REQUIRED TASK → Reproduce the data below word for word, omitting the pictures.

DATASET CONTENT →

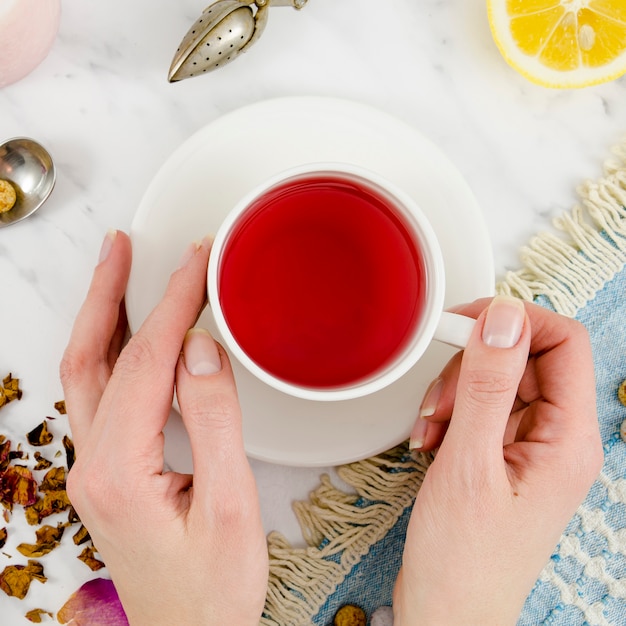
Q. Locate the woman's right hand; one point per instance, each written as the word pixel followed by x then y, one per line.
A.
pixel 520 448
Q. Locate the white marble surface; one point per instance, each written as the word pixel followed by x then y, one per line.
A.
pixel 102 106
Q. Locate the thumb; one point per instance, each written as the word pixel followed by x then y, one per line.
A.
pixel 491 369
pixel 210 410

ANSWER FOR THE TASK →
Q. Locate the woman's right hand; one point per instance, each written as the word pixel followed by x then y, one per line.
A.
pixel 520 448
Q. Locate the white marble surface; one point per instance, each written as the word pixel followed by x then y, one per line.
A.
pixel 102 106
Q. Locate the thumb; one point per instance, each written as the word pixel followed by x then y, one per line.
A.
pixel 491 369
pixel 210 410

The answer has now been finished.